# For the fans of the 3* recruiting classes........



## Gold Ranger (Feb 1, 2017)

The 7-step case to proving National Signing Day rankings matter a whole lot......



> 1. They matter at the player level. Blue chips are almost 1,000 percent more likely to be drafted in the first round. You can see the star ratings drop throughout the NFL Draft. And five-stars are about 33 times as likely to be All-Americans as two-stars are.



http://www.sbnation.com/college-foo...6/national-signing-day-rankings-ncaa-football


----------



## BrotherBadger (Feb 1, 2017)

Star rankings *DO* matter. A 4 star recruit is more talented than a 2 star at the time of their rankings. That's obvious. However, you can always take a 3 star recruit and over the course of 4 years, turn him into something equal/better than the 4 star recruit. That's where good coaching(especially S&C coaches) comes into play.

Another thing to consider is the fit in the system. If you have a kid who is a 3 star who fits in your system a bit better than a 4 star recruit, that 3 star will theoretically do better over the course of his time in the program.

- _DATA PROVIDED_:
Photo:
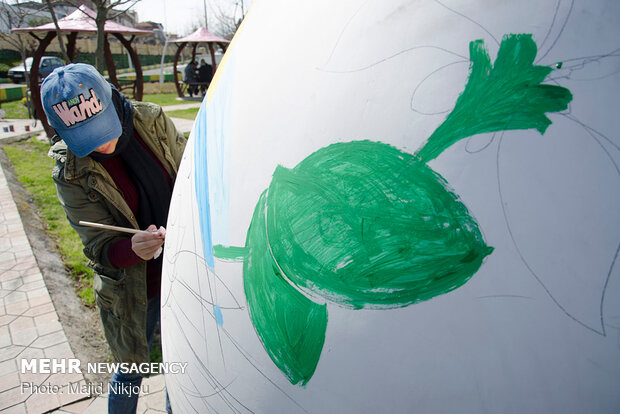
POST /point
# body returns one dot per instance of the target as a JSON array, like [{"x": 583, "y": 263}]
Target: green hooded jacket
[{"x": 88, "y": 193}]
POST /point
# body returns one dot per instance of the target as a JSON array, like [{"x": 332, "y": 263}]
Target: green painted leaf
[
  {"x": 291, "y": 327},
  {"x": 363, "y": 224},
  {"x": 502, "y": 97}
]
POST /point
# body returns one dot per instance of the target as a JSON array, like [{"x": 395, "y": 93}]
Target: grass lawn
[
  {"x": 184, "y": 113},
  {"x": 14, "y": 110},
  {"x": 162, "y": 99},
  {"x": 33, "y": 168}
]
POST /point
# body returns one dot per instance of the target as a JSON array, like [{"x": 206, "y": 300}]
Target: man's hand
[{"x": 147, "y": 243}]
...
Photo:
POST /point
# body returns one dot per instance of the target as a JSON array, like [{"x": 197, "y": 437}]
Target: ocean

- _EXERCISE TASK_:
For the recruiting thread above, say whether each statement agrees with it, answering yes or no and quoting the deciding words: (a) Five-stars are about 33 times as likely to be All-Americans as two-stars. (b) According to the reply, a 3 star recruit can never become as good as a 4 star recruit. (c) A 3 star who fits the system better than a 4 star will theoretically do better over his time in the program.

- _ANSWER TO THE TASK_:
(a) Yes: "five-stars are about 33 times as likely to be All-Americans as two-stars are."
(b) No: "you can always take a 3 star recruit and over the course of 4 years, turn him into something equal/better than the 4 star recruit."
(c) Yes: "that 3 star will theoretically do better over the course of his time in the program."